▸ **Work request**: Go through the data below and return each line containing the word "woman".

▸ **Source data**:
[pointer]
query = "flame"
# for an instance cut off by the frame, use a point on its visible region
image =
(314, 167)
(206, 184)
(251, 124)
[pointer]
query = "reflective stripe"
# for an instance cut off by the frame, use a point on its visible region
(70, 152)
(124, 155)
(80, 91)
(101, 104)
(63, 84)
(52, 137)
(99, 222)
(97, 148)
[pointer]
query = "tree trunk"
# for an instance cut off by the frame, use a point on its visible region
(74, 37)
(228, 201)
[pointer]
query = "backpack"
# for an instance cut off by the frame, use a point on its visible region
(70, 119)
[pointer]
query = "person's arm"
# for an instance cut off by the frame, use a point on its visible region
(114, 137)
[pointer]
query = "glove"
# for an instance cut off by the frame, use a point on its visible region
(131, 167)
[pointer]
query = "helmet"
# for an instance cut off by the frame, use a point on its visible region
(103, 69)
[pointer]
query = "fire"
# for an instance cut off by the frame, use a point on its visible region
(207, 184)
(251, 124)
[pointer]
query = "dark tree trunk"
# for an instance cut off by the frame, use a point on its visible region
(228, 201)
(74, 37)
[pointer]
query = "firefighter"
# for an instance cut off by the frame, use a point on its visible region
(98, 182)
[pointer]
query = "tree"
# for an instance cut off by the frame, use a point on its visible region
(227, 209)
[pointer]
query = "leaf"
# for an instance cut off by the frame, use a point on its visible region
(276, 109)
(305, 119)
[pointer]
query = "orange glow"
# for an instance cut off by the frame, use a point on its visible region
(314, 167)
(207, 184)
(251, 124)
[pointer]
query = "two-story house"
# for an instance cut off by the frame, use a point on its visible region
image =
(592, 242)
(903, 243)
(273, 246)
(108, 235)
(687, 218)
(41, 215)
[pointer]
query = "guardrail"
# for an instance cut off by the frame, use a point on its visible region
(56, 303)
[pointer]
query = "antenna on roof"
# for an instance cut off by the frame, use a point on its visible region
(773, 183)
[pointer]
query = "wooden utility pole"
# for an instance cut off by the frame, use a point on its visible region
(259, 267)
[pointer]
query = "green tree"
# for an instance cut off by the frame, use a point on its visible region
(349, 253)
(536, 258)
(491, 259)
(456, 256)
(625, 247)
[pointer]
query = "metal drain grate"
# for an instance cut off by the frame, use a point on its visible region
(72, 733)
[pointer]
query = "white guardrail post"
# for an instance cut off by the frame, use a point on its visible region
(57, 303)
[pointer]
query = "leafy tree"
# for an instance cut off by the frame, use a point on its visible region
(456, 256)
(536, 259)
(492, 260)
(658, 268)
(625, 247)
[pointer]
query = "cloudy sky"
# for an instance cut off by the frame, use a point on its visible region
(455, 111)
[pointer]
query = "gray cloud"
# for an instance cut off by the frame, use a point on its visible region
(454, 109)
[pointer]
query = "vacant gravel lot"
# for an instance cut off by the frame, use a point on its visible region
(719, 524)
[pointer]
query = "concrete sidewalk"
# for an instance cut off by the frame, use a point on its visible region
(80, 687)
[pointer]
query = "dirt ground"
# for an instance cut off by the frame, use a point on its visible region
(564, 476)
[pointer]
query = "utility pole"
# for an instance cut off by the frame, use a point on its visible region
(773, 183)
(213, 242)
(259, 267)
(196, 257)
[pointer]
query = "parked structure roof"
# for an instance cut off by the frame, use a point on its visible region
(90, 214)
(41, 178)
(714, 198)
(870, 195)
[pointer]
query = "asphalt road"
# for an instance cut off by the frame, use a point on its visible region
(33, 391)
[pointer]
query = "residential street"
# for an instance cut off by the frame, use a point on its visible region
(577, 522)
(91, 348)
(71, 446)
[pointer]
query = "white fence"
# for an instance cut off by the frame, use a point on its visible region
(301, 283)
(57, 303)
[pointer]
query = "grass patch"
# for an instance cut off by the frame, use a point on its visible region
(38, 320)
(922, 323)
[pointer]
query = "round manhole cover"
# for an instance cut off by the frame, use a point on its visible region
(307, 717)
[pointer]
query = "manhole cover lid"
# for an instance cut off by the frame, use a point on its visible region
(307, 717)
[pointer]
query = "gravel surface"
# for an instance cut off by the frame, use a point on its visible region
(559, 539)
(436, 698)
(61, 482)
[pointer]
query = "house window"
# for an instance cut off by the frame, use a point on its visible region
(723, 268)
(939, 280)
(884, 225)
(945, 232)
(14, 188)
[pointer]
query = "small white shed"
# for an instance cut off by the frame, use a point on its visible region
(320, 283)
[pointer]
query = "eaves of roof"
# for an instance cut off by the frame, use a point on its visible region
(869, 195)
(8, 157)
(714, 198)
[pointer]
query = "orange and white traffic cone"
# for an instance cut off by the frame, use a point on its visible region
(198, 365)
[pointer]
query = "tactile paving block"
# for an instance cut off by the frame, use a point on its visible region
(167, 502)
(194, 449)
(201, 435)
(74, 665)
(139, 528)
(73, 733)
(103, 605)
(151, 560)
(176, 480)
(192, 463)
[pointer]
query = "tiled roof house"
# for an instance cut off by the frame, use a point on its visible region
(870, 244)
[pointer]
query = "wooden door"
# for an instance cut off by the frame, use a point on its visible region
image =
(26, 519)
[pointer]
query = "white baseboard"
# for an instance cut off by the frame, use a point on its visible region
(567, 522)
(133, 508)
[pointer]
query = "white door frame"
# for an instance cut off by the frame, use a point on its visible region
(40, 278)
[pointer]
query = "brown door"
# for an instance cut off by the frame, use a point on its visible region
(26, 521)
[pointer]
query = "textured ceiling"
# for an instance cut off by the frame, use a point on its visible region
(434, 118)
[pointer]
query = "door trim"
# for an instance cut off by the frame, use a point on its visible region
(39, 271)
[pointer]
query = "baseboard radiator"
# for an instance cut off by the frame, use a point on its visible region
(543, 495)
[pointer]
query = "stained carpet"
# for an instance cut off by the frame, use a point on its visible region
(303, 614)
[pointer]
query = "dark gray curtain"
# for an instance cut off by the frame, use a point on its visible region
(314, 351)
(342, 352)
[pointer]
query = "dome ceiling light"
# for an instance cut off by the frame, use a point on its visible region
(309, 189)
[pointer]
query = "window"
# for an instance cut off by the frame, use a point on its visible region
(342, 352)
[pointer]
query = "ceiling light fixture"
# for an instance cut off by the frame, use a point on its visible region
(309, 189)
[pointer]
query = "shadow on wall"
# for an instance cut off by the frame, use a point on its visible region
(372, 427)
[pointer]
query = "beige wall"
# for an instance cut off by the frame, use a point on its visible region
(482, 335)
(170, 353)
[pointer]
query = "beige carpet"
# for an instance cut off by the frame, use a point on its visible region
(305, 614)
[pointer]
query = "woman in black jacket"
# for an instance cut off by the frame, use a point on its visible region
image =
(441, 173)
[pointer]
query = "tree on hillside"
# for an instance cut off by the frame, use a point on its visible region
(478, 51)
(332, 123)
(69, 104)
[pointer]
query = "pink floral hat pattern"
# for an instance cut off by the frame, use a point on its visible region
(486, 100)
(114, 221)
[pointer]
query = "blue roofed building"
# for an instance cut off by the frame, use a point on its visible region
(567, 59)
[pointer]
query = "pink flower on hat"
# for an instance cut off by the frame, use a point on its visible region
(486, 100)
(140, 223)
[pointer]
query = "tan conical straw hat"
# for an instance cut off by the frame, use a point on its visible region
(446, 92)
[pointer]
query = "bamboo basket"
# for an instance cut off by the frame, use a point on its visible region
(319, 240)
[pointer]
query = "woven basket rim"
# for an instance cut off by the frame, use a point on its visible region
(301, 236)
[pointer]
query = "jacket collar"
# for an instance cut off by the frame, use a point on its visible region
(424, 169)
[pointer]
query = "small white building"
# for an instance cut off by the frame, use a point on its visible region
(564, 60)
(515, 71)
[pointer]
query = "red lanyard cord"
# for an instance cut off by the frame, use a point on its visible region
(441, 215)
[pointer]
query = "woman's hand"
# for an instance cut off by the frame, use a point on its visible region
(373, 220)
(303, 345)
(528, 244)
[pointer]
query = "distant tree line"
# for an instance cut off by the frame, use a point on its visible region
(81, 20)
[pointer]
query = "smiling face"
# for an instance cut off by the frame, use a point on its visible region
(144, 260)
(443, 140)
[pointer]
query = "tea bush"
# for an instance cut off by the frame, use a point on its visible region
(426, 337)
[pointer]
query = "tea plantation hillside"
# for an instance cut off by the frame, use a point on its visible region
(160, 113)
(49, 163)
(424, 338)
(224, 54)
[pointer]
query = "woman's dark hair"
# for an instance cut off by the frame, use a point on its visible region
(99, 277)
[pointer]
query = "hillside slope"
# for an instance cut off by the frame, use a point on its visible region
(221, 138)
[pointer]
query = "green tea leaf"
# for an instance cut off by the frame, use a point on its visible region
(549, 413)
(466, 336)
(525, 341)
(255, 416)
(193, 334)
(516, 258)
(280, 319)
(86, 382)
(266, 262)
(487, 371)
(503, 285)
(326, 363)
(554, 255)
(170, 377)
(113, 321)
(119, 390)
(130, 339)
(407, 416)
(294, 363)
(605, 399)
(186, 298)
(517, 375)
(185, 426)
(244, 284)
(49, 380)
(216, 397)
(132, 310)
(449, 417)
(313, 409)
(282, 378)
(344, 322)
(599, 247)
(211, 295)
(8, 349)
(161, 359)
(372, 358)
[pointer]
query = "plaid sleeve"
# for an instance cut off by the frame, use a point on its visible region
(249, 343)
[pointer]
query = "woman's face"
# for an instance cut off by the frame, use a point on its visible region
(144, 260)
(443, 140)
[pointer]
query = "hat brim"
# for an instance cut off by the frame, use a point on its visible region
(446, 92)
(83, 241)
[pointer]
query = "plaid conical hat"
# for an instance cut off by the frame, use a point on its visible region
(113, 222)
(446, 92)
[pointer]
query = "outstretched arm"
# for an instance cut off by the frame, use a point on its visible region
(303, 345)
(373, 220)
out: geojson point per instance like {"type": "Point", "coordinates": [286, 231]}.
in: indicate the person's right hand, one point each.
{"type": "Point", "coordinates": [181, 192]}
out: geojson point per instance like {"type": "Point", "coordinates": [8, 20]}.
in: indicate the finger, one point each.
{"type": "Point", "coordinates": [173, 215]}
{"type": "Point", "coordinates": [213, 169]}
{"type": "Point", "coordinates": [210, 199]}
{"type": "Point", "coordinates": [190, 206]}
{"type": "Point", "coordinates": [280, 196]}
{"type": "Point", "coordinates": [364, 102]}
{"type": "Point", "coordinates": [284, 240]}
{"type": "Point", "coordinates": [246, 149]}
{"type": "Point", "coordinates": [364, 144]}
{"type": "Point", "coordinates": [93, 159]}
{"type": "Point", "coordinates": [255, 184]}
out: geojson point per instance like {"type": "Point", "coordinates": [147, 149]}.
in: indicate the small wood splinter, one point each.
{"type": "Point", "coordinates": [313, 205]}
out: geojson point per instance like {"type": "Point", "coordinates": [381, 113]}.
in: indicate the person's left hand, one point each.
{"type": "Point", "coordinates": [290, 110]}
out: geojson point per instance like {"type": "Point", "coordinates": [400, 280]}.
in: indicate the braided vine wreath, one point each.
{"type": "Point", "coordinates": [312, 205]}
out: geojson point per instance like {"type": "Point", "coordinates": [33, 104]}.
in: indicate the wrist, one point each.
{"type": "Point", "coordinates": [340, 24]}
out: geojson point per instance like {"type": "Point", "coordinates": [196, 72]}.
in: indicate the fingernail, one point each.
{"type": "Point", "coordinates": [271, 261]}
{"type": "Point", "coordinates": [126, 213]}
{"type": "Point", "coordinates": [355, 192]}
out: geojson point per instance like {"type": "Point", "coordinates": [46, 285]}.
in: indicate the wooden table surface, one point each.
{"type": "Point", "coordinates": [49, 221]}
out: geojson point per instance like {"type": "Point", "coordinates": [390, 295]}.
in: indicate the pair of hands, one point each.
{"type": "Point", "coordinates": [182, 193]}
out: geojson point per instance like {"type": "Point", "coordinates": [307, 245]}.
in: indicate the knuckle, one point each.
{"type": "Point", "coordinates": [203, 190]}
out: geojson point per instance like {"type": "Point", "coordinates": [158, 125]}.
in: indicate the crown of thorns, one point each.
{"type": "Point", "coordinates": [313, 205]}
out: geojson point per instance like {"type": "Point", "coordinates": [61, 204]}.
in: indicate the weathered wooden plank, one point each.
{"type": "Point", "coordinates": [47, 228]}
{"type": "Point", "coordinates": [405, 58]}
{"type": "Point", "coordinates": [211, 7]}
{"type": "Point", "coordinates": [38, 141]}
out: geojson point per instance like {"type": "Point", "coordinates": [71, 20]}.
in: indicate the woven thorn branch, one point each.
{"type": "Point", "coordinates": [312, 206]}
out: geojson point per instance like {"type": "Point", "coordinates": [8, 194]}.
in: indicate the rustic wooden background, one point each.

▸ **The completed task**:
query = "woman in black jacket"
query = "woman's hand"
query = "woman's dark hair"
query = "woman's face"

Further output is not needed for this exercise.